> _Records shown_
■ ■ ■ ■
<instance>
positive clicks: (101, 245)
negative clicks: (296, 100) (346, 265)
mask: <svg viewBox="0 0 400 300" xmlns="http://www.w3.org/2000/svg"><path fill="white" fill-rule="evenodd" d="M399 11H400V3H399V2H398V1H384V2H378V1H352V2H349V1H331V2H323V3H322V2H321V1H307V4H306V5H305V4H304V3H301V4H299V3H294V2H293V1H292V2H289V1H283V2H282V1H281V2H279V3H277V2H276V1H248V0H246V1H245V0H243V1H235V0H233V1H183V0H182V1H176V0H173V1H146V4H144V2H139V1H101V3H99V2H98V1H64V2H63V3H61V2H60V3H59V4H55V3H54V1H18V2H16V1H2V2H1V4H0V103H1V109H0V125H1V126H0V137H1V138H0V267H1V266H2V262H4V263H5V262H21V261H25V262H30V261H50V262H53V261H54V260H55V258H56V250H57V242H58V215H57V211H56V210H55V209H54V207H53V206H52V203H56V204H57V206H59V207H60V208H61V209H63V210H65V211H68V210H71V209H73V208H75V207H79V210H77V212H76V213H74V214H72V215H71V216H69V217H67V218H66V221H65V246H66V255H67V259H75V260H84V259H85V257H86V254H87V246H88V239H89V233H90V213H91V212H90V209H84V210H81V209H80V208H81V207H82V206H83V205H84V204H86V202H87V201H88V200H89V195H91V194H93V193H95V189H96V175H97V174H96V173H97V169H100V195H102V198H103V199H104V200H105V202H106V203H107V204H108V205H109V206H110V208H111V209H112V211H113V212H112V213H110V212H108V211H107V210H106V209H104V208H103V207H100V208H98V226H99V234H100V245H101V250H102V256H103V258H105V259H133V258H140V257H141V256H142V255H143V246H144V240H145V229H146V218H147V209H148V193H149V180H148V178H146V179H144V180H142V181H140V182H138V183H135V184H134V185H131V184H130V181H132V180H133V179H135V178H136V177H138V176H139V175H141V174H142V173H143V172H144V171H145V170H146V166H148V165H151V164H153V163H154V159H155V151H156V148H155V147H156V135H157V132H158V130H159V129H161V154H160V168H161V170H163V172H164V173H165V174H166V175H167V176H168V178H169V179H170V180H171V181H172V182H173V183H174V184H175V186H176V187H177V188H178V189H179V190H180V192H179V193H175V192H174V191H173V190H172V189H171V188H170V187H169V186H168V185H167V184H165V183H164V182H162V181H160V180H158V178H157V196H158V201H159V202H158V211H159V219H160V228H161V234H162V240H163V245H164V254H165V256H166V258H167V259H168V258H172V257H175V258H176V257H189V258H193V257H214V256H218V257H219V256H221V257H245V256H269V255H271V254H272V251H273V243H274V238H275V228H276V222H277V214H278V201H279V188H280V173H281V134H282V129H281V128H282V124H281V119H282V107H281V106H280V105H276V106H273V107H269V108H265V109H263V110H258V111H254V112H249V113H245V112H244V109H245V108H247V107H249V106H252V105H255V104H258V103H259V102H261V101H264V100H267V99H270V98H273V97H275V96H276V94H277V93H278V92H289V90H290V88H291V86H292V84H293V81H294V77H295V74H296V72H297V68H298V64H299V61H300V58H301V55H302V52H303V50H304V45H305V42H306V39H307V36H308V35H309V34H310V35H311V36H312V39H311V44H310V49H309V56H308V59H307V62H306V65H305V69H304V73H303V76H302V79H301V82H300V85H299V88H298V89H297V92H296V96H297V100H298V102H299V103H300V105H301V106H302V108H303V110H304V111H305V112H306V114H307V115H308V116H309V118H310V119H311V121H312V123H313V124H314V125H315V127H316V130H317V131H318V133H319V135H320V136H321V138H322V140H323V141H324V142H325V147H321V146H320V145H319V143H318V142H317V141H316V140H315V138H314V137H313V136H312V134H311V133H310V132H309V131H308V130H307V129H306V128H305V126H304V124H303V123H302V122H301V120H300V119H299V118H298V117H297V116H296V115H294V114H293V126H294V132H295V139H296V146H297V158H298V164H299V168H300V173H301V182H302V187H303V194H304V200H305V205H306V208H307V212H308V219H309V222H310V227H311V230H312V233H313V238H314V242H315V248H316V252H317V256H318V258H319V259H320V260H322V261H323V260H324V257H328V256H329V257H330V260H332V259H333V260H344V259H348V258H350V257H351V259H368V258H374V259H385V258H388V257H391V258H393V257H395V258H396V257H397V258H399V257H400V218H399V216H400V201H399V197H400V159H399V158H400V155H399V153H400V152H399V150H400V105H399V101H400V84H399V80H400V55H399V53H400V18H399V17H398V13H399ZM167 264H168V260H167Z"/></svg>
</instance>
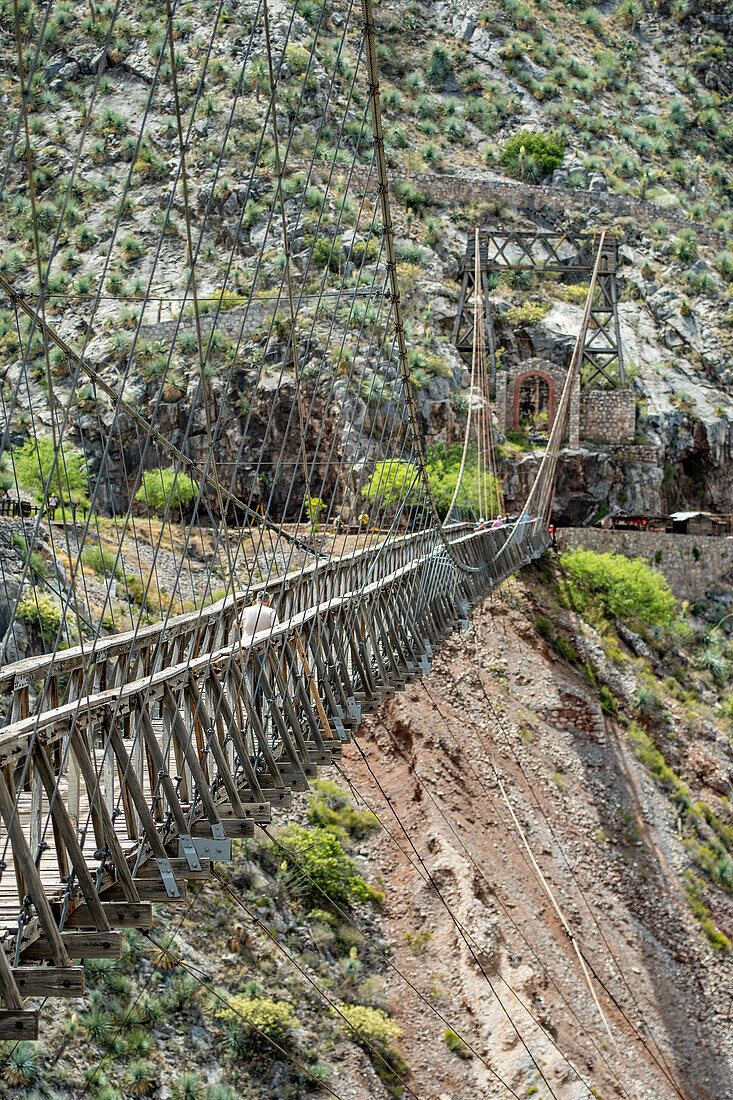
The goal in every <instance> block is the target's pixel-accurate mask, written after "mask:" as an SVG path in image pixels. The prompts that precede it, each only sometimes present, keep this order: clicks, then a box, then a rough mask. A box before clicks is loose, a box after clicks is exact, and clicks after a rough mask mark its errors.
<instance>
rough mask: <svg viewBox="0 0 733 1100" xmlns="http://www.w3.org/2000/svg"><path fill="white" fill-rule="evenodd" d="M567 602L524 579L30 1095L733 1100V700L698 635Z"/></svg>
■ ■ ■ ■
> _Problem to work on_
Write out the full listing verbatim, excluding its pictures.

> _Response area_
<instance>
positive clicks: (101, 245)
negative clicks: (296, 100) (346, 265)
mask: <svg viewBox="0 0 400 300" xmlns="http://www.w3.org/2000/svg"><path fill="white" fill-rule="evenodd" d="M399 11H400V3H399V2H398V1H384V2H378V1H352V2H349V1H331V2H323V3H322V2H321V1H307V4H306V5H305V4H304V3H301V4H299V3H294V2H293V1H292V2H289V1H283V2H282V1H281V2H279V3H277V2H276V1H248V0H246V1H245V0H243V1H235V0H233V1H183V0H182V1H176V0H173V1H146V4H144V2H139V1H101V3H99V2H98V1H64V2H63V3H61V2H60V3H59V4H55V3H54V1H18V2H16V1H2V2H1V4H0V103H1V109H0V125H1V126H0V137H1V138H0V267H1V266H2V262H4V263H5V262H21V261H25V262H30V261H50V262H53V261H54V260H55V258H56V250H57V242H58V215H57V211H56V210H55V209H54V207H53V206H52V203H56V204H57V206H59V207H60V208H61V209H63V210H65V211H68V210H71V209H73V208H75V207H79V210H77V212H76V213H74V214H72V215H71V216H69V217H67V218H66V221H65V246H66V255H67V259H75V260H84V259H85V257H86V254H87V246H88V239H89V233H90V213H91V212H90V209H84V210H81V209H80V208H81V207H82V206H83V205H84V204H86V202H87V201H88V200H89V195H91V194H93V193H95V189H96V175H97V174H96V173H97V169H100V195H102V198H103V199H104V200H105V202H106V203H107V204H108V205H109V206H110V208H111V209H112V211H113V212H112V213H110V212H108V211H107V210H106V209H104V208H103V207H100V208H98V226H99V234H100V245H101V250H102V256H103V258H105V259H133V258H140V257H141V256H142V255H143V246H144V240H145V229H146V218H147V209H148V193H149V180H148V178H146V179H144V180H142V181H140V182H138V183H135V184H134V185H131V184H130V181H132V180H133V179H135V178H136V177H138V176H139V175H141V174H142V173H143V172H144V171H145V170H146V166H148V165H151V164H153V163H154V159H155V151H156V148H155V147H156V135H157V132H158V130H159V129H161V154H160V168H161V170H163V172H164V173H165V174H166V175H167V176H168V178H169V179H170V180H171V181H172V182H173V183H174V184H175V186H176V187H177V188H178V189H179V190H180V192H179V193H175V192H174V191H173V190H172V189H171V188H170V187H169V186H168V185H167V184H165V183H164V182H162V181H160V180H158V178H157V196H158V201H159V202H158V211H159V219H160V228H161V234H162V240H163V245H164V254H165V256H166V258H167V259H168V258H172V257H175V258H176V257H189V258H193V257H214V256H218V257H219V256H221V257H245V256H269V255H271V254H272V251H273V243H274V238H275V228H276V222H277V214H278V201H279V188H280V173H281V134H282V129H281V128H282V124H281V119H282V107H281V106H280V105H276V106H273V107H269V108H265V109H263V110H258V111H254V112H249V113H245V112H244V109H245V108H247V107H249V106H252V105H255V104H258V103H259V102H261V101H264V100H267V99H270V98H273V97H275V96H276V94H277V93H278V92H289V90H290V88H291V86H292V84H293V81H294V77H295V74H296V72H297V68H298V64H299V61H300V58H301V55H302V52H303V50H304V45H305V42H306V39H307V36H308V35H309V34H310V35H311V36H312V39H311V44H310V49H309V56H308V59H307V62H306V65H305V69H304V73H303V76H302V79H301V82H300V85H299V88H298V89H297V92H296V96H297V100H298V102H299V103H300V105H301V106H302V108H303V110H304V111H305V112H306V114H307V115H308V116H309V118H310V119H311V121H312V123H313V124H314V125H315V127H316V130H317V131H318V133H319V135H320V136H321V138H322V140H323V141H324V142H325V147H321V146H320V145H319V143H318V142H317V141H316V140H315V138H314V137H313V136H312V134H311V133H310V132H309V131H308V130H307V129H306V128H305V126H304V124H303V123H302V122H301V120H300V119H299V118H298V117H297V116H296V115H294V114H293V126H294V132H295V139H296V146H297V158H298V164H299V168H300V173H301V182H302V187H303V194H304V200H305V205H306V208H307V212H308V219H309V222H310V227H311V230H312V233H313V238H314V242H315V248H316V252H317V256H318V258H319V259H320V260H322V261H323V260H324V257H328V256H329V257H330V260H332V259H333V260H344V259H348V258H350V257H351V259H368V258H374V259H385V258H388V257H391V258H393V257H395V258H396V257H397V258H399V257H400V218H399V216H400V201H399V197H400V159H399V158H400V155H399V153H400V152H399V150H400V105H399V101H400V84H399V80H400V55H399V53H400V18H399V17H398V13H399ZM167 264H168V260H167Z"/></svg>
</instance>
The goal in every <instance> block is the target's pixel-accurate mask, written after "mask:" as an SVG path in image pixels. The prompts that precede it, each only sometimes present, keep this order: clicks, then a box, then a rough mask. A box before clicks is loose, a box after clicks is exact, and clicks after a rough mask mark its errors.
<instance>
rough mask: <svg viewBox="0 0 733 1100" xmlns="http://www.w3.org/2000/svg"><path fill="white" fill-rule="evenodd" d="M567 602L524 579L30 1095L733 1100V700L698 635Z"/></svg>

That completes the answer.